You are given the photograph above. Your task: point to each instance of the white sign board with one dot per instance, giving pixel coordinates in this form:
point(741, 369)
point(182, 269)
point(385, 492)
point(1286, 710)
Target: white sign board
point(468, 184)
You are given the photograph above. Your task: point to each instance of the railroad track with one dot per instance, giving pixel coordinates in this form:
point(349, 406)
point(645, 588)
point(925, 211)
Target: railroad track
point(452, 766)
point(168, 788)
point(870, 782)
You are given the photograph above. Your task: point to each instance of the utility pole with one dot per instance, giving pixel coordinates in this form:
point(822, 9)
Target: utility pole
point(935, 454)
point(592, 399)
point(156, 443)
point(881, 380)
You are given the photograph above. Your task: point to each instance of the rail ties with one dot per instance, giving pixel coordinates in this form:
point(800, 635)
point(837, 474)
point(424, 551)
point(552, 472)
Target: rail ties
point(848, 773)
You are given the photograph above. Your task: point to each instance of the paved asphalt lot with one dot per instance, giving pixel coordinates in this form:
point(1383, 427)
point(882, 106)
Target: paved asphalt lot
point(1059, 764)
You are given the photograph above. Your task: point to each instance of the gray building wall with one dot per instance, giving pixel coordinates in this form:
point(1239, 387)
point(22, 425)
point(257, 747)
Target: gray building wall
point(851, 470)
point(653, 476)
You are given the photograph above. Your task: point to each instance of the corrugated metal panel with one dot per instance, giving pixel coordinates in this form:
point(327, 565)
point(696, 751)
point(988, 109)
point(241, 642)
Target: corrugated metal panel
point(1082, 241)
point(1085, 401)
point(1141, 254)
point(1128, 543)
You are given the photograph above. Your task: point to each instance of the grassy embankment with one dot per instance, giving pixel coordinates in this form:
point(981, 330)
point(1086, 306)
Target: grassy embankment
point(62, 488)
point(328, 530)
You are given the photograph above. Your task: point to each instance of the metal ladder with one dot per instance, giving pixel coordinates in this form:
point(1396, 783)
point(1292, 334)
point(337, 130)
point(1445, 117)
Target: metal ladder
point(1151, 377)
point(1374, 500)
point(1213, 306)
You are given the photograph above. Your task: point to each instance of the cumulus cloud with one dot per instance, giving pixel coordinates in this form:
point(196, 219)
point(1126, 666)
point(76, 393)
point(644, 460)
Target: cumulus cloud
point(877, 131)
+ + + +
Exercise task —
Copy the lines above verbatim, from the first line through the line containing "point(468, 184)", inclusive.

Completed exercise —
You are given the photograph above. Your task: point to each instance of the white sign board with one dot per instance, giving pixel coordinates in this form:
point(741, 369)
point(182, 269)
point(385, 492)
point(1286, 710)
Target: white sign board
point(468, 184)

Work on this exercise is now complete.